:: GIVEN DATA
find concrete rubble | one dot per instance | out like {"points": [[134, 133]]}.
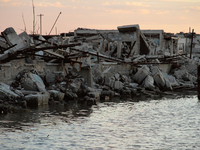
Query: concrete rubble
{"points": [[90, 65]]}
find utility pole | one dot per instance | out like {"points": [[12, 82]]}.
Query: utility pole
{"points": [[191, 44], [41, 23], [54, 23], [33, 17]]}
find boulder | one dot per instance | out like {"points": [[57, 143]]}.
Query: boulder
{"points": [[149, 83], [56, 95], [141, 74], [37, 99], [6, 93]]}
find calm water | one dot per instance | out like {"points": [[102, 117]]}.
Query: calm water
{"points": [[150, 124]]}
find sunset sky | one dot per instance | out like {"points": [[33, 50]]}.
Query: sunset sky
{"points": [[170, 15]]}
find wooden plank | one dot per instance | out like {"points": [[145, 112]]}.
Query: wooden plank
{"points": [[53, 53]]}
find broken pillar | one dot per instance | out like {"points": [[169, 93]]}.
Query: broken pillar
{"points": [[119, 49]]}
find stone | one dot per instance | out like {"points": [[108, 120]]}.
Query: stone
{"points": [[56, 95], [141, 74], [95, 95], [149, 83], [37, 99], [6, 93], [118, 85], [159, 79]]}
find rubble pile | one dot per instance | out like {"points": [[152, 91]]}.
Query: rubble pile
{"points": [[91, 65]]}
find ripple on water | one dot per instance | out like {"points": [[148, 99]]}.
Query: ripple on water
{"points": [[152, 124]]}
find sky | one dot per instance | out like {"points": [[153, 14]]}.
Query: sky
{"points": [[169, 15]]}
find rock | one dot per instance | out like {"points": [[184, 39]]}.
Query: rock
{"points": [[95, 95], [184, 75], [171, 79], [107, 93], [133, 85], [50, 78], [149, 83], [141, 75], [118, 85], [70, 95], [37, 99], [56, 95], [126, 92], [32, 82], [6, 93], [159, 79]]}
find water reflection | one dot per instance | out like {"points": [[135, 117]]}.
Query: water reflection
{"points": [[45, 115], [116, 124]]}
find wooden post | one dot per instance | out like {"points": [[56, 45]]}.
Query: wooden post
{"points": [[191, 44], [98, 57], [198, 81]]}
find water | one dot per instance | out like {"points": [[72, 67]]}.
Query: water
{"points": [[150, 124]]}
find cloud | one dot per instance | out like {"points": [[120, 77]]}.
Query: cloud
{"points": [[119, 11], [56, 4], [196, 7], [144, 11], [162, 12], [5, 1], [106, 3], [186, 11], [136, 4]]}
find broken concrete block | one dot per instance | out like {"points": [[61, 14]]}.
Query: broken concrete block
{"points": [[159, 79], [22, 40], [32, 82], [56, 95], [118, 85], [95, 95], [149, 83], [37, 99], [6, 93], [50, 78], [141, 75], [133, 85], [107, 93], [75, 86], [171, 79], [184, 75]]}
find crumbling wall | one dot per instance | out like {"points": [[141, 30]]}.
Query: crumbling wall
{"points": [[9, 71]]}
::::
:: GIVEN DATA
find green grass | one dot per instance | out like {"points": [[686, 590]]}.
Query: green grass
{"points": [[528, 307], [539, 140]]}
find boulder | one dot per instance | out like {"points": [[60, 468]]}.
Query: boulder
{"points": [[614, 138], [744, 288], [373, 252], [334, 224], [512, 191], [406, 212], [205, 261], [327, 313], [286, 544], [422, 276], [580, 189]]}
::::
WHAT THIS TASK INVOLVES - Starting at the line that contains "find ripple on" and stopping after the line that contains "find water reflection", write out every line exactly as it appears above, and no other line.

TASK ANSWER -
find ripple on water | one dot per instance | out like {"points": [[148, 99]]}.
Query: ripple on water
{"points": [[152, 124]]}
find sky | one dot per instance | out like {"points": [[153, 14]]}.
Query: sky
{"points": [[169, 15]]}
find rock | one dot per instance | out like {"points": [[184, 39]]}.
Query: rock
{"points": [[95, 95], [184, 75], [171, 79], [107, 93], [133, 85], [50, 78], [149, 83], [141, 75], [118, 85], [70, 95], [37, 99], [56, 95], [126, 92], [32, 82], [6, 93], [159, 79]]}
find water reflection | one dot per instance | out like {"points": [[135, 117]]}.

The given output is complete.